In the entries that follow, identify the line containing "of the railing" and return it together with all later lines, exactly as they appear.

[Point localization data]
==================================================

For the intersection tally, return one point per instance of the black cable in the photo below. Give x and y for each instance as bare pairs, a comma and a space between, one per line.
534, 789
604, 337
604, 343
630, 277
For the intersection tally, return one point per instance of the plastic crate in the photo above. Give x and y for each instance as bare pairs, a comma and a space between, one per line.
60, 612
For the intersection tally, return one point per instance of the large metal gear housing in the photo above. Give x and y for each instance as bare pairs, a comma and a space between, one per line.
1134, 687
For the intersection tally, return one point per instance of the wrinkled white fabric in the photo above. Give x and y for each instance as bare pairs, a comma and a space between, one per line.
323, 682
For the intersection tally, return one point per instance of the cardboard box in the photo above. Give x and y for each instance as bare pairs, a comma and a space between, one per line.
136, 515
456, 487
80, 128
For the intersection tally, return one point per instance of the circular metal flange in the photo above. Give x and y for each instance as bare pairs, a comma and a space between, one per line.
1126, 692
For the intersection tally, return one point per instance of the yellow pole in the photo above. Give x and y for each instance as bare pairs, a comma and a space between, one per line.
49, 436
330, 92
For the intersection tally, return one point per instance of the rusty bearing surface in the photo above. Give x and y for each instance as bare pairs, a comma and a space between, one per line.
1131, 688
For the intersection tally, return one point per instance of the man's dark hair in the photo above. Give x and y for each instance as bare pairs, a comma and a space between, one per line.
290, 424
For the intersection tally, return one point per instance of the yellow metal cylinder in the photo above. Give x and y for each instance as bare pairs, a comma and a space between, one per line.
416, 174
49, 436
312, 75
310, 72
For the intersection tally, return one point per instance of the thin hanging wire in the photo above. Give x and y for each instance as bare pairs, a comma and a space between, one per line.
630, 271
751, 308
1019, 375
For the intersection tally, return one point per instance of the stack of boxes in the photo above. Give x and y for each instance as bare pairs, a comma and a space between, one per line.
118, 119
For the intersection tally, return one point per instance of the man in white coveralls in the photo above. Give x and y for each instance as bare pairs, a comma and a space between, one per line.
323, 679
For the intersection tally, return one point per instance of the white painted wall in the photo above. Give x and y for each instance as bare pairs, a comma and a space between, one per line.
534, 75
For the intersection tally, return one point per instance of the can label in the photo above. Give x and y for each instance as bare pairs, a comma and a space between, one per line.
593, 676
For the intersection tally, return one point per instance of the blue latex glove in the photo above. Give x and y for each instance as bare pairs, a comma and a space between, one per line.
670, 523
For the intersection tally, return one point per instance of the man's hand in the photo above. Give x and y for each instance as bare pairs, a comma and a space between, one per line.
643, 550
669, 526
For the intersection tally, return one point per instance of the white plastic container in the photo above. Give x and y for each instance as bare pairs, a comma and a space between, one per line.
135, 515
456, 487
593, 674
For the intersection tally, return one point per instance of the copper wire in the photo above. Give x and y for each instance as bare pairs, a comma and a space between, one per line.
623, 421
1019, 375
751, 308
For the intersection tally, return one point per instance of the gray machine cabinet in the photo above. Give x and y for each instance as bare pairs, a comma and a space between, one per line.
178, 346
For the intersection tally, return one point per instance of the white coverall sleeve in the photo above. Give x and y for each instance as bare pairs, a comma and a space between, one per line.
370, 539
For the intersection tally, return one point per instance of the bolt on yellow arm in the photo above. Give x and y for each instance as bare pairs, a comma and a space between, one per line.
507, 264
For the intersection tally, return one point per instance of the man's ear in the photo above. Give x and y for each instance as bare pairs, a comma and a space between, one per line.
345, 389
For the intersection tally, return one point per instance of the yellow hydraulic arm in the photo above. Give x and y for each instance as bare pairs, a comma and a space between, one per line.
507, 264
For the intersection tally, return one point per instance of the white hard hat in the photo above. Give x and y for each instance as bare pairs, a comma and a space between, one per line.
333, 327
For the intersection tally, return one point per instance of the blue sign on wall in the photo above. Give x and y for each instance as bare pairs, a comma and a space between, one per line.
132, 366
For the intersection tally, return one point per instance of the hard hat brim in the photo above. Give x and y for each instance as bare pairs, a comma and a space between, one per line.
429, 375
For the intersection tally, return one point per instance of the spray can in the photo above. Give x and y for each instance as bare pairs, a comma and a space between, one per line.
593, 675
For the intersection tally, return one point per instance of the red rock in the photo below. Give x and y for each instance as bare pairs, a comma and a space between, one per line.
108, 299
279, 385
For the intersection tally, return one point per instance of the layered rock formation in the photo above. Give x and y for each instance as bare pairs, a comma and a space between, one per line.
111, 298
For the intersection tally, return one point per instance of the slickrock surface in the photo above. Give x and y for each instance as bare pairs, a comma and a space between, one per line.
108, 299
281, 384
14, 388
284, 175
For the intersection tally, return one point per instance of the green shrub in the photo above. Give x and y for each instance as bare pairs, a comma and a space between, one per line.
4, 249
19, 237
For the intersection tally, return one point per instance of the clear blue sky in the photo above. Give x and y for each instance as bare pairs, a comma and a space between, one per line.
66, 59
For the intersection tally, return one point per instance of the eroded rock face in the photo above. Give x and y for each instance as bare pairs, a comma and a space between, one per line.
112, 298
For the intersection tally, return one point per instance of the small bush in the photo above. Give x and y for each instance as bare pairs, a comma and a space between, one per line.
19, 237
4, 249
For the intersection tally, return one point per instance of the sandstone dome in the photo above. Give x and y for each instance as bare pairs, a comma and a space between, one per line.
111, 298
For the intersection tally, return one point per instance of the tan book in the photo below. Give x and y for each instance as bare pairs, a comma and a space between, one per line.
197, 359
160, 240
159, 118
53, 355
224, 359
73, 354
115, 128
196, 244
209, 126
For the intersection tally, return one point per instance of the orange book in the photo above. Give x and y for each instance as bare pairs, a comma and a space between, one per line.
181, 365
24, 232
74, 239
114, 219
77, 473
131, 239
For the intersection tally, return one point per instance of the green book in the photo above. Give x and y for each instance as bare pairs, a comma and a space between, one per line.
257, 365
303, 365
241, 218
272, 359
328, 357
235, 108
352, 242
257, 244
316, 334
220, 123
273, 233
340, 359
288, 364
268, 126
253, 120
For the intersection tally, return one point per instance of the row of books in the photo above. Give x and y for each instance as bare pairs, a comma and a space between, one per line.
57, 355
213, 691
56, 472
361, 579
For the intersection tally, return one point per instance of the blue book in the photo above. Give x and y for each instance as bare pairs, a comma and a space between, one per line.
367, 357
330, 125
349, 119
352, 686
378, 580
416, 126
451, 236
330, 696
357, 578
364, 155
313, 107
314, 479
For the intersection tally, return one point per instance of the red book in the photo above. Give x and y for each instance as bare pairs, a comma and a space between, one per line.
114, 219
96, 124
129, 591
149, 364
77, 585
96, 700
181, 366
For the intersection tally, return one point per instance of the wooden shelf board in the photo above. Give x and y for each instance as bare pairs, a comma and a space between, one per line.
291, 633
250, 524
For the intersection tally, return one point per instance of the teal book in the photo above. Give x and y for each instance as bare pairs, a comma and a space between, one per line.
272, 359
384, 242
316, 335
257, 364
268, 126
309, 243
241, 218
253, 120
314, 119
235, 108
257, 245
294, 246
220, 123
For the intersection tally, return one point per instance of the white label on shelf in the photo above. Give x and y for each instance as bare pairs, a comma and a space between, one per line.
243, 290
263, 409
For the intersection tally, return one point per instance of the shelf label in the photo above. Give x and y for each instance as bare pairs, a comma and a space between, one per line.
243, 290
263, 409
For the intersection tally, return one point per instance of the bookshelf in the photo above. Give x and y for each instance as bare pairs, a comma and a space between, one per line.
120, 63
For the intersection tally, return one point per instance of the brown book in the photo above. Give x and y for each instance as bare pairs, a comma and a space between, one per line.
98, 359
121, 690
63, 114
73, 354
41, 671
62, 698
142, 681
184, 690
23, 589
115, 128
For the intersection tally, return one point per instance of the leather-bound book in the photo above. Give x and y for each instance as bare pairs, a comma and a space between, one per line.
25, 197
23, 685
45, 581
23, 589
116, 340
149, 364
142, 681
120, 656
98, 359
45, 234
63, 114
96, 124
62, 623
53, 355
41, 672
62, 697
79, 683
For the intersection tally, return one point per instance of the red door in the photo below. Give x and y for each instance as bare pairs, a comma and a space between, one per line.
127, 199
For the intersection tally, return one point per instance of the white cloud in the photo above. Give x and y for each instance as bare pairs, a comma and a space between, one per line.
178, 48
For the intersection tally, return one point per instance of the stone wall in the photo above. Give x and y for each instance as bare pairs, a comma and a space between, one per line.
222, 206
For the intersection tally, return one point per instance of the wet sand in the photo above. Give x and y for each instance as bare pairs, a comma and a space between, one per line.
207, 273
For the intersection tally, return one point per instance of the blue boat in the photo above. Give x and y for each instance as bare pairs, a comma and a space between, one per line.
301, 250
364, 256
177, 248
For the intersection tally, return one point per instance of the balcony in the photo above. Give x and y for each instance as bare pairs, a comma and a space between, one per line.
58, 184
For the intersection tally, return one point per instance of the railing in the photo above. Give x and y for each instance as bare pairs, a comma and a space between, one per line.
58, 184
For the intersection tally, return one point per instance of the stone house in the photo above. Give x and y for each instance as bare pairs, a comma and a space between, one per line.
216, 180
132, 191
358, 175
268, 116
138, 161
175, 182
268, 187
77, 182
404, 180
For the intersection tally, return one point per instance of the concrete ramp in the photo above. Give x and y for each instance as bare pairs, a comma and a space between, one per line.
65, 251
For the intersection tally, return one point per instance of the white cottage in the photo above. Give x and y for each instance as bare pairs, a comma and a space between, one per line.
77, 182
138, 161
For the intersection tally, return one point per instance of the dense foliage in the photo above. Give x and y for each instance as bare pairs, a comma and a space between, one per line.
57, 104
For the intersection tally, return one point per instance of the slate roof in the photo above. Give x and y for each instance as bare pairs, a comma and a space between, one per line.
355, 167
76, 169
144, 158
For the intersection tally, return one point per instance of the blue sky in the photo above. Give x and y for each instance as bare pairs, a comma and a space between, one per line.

==================================================

Answer ->
For the intersection tally, return one point per instance of the railing in the photo above. Give x and y for each instance as bare pairs, a comma and a space between, one per line.
58, 184
For the intersection tally, return one point per instance of the stone house in the photo above. Give x and y for each instance as bare pairs, a comma and a space between, one per line.
216, 180
132, 191
358, 175
268, 116
138, 161
175, 182
268, 187
77, 182
404, 180
For the intersection tally, return one point per instance of the concrete ramp in the photo above. Give x and y for each instance as bare pairs, a comma and a space between, one per line.
65, 251
For the intersection tally, return one point per instance of the white cottage in the photo above. Give x and y for each instance as bare pairs, a comma and a space between, one per line.
77, 182
138, 161
For the intersection tally, return one point per instance of the dense foliage in the photo above. Give x and y for each instance as bare pairs, a comma and a space between, one per line.
57, 104
For the intersection tally, return one point per instance of the slate roof in the photo above. Give x and y for each instance as bare pairs, a comma and a space between, one per line.
355, 167
76, 169
144, 158
For the intersection tally, return one point per instance of the blue sky in the photo above. Give x and y for each instance as bare pairs, a comma and a space between, one per line.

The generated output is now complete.